TEXT SHOWN:

= = = = =

"My approach to each project is varied but with a common aim: to become very familiar with the subject matter by having first hand experience. This usually involves going out into the forests, taking photographs, sketching and enjoying the tranquility. More on this 'engagement' process below right.
Places like Currumbin Wildlife Sanctuary (and hospital) are also a great place to study birds of prey in particular (one of my favourite subjects).
I invariably then work in my studio from my reference photos and sketches taken whilst exploring the landscape. Images are refined by cropping, selective editing and careful re-organisation guided by compositional principles.
The finished artworks, whilst appearing ‘realistic’, have a mood or quality intended to convey feelings that I hope people might relate to from their own experiences and enjoy being reminded of them."
Andy Reimanis, Caldera Wildscapes Gallery
60a Murwillumbah St. (Main St) Murwillumbah, NSW
I work with two distinct approaches when painting wildlife as subject matter. The first one involves painting an opportunistic wildlife encounter......a fleeting scene, usually full of vitality, and perhaps intrigue. Having experienced these ‘magic moments’ myself out in the field, I then rely on wildlife photographers who may have captured something similar on film, to assist with the detail.
The second approach is to paint a focussed portrait, an eye-to-eye confrontation, by the viewer, with the subject. The artwork is firmly about the subject matter, not distracted by styles, interpretation or opinions. I don’t presume to mess around with it.....just try to do justice to the way nature intended. Sometimes I just paint it larger than life.

= = = = =

(Stored items)

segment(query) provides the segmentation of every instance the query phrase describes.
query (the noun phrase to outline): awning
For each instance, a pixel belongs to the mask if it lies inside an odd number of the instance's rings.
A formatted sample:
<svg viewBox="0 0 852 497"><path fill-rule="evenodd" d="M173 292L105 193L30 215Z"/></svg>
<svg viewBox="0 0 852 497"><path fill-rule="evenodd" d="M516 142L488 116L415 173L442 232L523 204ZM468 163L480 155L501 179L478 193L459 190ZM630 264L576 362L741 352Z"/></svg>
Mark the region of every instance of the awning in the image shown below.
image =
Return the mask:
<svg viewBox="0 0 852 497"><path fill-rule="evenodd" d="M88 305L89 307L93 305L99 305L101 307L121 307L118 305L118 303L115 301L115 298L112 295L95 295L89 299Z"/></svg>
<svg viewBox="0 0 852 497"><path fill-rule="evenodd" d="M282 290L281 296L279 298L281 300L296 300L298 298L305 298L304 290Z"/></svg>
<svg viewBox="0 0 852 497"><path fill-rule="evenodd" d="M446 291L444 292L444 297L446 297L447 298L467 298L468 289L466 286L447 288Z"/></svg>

= = = = =

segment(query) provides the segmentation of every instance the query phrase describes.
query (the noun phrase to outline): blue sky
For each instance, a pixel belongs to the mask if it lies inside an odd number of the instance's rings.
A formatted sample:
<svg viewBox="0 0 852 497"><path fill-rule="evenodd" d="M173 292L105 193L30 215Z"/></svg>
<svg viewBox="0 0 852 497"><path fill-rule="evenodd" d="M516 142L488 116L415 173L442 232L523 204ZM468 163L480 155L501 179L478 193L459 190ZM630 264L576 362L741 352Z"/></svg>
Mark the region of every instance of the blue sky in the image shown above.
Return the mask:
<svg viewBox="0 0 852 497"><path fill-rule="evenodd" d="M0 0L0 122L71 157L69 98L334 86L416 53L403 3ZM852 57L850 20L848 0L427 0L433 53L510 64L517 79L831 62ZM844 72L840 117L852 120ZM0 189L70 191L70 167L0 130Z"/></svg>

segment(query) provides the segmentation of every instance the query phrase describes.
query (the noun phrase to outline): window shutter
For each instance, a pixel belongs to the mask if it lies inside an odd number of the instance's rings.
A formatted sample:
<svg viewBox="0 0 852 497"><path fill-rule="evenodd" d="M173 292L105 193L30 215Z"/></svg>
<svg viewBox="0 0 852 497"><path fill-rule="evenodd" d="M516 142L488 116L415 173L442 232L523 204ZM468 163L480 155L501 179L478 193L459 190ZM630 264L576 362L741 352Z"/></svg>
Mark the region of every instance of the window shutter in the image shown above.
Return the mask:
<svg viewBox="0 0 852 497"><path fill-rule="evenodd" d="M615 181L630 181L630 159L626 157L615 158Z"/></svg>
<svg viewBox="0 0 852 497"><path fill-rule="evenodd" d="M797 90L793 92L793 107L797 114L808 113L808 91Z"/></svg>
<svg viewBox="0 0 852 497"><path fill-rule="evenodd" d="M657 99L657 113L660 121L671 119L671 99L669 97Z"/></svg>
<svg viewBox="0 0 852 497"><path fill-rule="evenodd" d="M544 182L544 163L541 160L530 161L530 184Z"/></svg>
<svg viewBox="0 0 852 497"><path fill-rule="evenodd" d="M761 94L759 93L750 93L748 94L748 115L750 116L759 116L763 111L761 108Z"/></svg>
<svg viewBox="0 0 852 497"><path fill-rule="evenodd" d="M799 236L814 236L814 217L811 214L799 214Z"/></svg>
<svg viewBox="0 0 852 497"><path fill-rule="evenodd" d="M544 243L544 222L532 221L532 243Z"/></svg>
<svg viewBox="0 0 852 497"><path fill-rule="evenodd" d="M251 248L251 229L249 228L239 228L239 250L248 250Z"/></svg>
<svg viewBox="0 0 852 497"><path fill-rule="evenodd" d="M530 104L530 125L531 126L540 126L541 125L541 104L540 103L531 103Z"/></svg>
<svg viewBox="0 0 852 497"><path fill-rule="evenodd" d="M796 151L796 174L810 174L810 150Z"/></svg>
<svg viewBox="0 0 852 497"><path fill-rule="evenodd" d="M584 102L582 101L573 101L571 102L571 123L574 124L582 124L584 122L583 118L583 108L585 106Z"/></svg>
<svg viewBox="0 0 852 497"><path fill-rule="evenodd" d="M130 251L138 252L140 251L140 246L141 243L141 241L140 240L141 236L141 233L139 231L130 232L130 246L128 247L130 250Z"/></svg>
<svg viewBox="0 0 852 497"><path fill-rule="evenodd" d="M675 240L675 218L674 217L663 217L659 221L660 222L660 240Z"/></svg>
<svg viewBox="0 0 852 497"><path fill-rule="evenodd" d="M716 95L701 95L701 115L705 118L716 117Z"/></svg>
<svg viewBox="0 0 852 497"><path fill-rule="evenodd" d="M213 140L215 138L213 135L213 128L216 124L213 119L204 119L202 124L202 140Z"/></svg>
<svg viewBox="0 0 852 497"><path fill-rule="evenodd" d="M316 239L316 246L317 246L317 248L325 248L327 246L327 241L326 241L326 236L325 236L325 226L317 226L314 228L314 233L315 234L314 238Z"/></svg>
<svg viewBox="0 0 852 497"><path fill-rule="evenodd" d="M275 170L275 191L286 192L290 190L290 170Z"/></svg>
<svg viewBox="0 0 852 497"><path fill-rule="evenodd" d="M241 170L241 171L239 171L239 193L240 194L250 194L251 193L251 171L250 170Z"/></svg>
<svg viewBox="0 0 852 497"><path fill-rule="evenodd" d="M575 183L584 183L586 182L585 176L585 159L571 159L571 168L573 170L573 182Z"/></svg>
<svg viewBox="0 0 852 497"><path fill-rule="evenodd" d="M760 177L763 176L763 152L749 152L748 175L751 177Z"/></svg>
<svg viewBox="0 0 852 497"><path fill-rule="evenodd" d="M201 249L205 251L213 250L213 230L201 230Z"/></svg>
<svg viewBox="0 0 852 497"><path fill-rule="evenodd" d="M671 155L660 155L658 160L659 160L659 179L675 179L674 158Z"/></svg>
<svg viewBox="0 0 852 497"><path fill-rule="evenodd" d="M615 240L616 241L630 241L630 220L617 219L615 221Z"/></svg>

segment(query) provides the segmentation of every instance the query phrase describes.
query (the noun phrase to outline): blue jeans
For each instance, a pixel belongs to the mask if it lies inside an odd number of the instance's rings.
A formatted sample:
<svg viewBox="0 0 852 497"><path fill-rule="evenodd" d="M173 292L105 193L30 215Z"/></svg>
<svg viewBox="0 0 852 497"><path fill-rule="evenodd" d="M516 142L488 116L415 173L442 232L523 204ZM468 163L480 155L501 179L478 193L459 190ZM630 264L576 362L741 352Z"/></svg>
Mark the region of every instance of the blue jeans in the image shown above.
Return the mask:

= = = = =

TASKS TO COMPLETE:
a) Can you give the artist statement again, everything from "Andy Reimanis, Caldera" down to "with the detail.", substituting "brief scene" for "fleeting scene"?
b) What methods does the artist statement name for refining images in the studio?

SOLUTIONS TO EACH TASK:
a)
Andy Reimanis, Caldera Wildscapes Gallery
60a Murwillumbah St. (Main St) Murwillumbah, NSW
I work with two distinct approaches when painting wildlife as subject matter. The first one involves painting an opportunistic wildlife encounter......a brief scene, usually full of vitality, and perhaps intrigue. Having experienced these ‘magic moments’ myself out in the field, I then rely on wildlife photographers who may have captured something similar on film, to assist with the detail.

b) Cropping, selective editing and careful re-organisation.